▸ TEXT EXCERPT
[start]
Heating 200 ml of water on a stove may seem like a simple everyday action, but it contains the full logic of mathematical modeling.

We begin with a physical principle:

Energy entering minus energy leaving equals energy stored.

That principle leads to the differential equation:

$$mc\frac{dT}{dt}=P-h(T-T_a)$$

Solving it gives:

$$T(t)=T_\infty-(T_\infty-T_0)e^{-kt}$$

This solution tells us how the water temperature rises over time.

A simple model assumes constant power and gives linear heating.

A better model includes heat loss and gives exponential approach toward a limiting temperature.

Once boiling begins, the model changes again because added heat goes into phase change rather than temperature increase.

This is how applied mathematics works.

We start with reality.

We make assumptions.

We translate the situation into equations.

We solve the equations.

Then we interpret the solution carefully.

That is the power of differential equations.

References

Boyce, W. E., & DiPrima, R. C. Elementary Differential Equations and Boundary Value Problems.

Çengel, Y. A. Heat and Mass Transfer: Fundamentals and Applications.

Kreith, F., Manglik, R. M., & Bohn, M. S. Principles of Heat Transfer.

Newton, I. Philosophiae Naturalis Principia Mathematica.

Incropera, F. P., DeWitt, D. P., Bergman, T. L., & Lavine, A. S. Fundamentals of Heat and Mass Transfer.
[end]
▸ AIM A
In the water-heating text, what kind of heating results from a simple model that assumes constant power?
The water-heating text has no connection to the rows that come next.

Point placement records
[start]
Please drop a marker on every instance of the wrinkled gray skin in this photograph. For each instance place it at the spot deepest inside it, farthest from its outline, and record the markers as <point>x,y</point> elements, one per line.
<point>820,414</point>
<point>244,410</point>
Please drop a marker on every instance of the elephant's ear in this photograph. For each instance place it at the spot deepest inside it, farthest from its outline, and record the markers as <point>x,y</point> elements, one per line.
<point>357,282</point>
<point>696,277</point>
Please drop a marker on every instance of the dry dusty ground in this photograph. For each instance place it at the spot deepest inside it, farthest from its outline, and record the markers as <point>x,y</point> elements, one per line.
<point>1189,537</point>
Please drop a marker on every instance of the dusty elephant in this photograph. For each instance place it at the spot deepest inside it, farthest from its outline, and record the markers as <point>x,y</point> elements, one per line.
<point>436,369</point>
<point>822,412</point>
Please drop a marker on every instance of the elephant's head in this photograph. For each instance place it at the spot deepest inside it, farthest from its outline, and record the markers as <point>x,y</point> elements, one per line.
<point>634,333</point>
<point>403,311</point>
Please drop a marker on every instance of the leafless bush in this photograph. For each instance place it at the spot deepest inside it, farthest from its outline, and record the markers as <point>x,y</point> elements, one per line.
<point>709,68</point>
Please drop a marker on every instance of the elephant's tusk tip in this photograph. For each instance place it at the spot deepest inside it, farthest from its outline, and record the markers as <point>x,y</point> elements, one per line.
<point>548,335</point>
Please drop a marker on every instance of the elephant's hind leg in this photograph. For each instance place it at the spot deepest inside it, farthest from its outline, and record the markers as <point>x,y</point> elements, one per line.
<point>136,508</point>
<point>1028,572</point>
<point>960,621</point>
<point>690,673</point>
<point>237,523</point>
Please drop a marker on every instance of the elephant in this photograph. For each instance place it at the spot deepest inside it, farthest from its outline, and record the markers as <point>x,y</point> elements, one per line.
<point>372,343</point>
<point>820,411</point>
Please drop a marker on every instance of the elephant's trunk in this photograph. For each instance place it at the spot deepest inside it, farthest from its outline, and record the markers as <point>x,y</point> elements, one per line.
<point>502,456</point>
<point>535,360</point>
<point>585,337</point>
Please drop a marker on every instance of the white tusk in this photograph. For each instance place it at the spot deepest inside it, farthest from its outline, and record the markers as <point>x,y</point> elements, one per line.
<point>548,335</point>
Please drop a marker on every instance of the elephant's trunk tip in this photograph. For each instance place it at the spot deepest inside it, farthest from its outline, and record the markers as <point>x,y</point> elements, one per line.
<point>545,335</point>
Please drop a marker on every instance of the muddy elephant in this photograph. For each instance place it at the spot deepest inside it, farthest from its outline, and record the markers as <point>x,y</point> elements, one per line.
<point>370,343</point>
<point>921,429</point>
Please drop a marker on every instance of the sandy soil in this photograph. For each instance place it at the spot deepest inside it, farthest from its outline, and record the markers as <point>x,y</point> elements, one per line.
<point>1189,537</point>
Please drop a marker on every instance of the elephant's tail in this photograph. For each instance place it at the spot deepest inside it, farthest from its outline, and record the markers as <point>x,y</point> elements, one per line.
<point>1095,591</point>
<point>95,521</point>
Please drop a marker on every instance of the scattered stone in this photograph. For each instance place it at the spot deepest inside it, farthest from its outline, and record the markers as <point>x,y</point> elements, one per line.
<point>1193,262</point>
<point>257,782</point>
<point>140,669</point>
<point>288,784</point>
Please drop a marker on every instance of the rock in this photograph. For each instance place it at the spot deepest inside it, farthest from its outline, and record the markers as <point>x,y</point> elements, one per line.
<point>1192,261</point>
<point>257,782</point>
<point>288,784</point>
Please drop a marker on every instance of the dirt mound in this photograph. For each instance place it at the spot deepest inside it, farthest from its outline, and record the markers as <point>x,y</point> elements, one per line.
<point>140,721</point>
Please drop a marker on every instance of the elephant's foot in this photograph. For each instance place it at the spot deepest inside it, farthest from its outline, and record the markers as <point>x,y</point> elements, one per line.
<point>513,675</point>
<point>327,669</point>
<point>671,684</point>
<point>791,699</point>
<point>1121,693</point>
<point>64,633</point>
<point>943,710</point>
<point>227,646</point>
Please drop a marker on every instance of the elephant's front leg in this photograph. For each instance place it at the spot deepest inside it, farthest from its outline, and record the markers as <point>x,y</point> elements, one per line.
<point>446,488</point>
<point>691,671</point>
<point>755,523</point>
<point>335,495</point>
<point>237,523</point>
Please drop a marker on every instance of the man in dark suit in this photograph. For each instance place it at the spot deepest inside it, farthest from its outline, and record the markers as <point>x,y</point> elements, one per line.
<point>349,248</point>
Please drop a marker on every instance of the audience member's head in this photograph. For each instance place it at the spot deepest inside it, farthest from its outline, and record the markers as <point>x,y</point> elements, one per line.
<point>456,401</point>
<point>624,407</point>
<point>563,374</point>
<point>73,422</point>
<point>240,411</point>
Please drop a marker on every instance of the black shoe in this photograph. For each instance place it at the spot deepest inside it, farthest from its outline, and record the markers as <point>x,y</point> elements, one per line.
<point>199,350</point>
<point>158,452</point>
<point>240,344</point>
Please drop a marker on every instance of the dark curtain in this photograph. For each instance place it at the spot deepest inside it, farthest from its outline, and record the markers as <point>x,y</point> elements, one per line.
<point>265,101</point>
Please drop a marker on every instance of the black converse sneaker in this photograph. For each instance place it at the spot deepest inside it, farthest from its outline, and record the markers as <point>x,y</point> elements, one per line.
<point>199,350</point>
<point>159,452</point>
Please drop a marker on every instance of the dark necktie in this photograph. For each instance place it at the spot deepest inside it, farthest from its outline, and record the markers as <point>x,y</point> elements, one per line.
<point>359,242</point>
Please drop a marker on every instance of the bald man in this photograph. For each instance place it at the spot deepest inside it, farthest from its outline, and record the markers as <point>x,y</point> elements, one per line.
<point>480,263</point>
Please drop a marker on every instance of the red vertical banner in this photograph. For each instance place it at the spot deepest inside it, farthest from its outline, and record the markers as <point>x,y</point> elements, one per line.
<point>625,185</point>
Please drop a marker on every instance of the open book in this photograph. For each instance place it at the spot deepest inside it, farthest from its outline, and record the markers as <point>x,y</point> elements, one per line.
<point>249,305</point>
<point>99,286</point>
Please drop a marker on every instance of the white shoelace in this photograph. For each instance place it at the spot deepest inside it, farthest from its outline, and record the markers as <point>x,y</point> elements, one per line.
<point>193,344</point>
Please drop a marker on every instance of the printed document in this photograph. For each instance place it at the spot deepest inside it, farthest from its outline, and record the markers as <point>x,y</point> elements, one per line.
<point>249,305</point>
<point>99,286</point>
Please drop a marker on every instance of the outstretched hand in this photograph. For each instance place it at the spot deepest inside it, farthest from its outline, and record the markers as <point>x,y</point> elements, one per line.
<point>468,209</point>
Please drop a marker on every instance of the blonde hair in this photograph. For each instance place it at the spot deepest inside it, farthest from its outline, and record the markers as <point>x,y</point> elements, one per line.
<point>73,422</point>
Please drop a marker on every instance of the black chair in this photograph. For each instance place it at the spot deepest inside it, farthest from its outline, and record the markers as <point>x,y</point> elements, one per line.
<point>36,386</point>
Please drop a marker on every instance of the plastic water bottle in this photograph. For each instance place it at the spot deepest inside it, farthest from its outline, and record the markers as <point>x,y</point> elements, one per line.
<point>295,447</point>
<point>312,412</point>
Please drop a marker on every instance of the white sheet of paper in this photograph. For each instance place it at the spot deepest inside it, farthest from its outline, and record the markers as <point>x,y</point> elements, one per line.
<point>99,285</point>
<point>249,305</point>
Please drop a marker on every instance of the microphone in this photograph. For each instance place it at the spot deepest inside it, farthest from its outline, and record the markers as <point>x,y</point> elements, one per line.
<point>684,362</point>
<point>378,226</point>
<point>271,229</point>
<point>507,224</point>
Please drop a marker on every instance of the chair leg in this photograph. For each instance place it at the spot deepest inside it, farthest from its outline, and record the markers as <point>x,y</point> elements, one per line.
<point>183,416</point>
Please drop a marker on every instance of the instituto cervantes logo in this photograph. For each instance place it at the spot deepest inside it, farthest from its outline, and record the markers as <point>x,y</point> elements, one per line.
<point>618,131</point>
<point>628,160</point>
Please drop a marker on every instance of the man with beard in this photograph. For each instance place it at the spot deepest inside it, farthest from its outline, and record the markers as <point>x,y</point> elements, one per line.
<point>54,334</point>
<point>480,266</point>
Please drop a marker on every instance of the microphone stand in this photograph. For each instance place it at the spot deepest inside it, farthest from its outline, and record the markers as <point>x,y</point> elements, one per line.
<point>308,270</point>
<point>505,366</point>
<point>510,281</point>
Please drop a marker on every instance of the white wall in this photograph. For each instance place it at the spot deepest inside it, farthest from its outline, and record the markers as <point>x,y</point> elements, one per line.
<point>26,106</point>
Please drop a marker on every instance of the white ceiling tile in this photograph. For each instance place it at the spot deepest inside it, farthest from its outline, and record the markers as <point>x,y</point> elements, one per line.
[end]
▸ AIM B
Reproduce the point placement rows exactly as they appear, from the line with "Please drop a marker on every instance of the outstretched" to the line with "<point>468,209</point>", both lines included.

▸ EXERCISE SOLUTION A
Linear heating.

▸ EXERCISE SOLUTION B
Please drop a marker on every instance of the outstretched hand in this photograph. For each instance place it at the spot deepest inside it, farthest from its outline, and record the markers as <point>x,y</point> elements, one per line.
<point>468,209</point>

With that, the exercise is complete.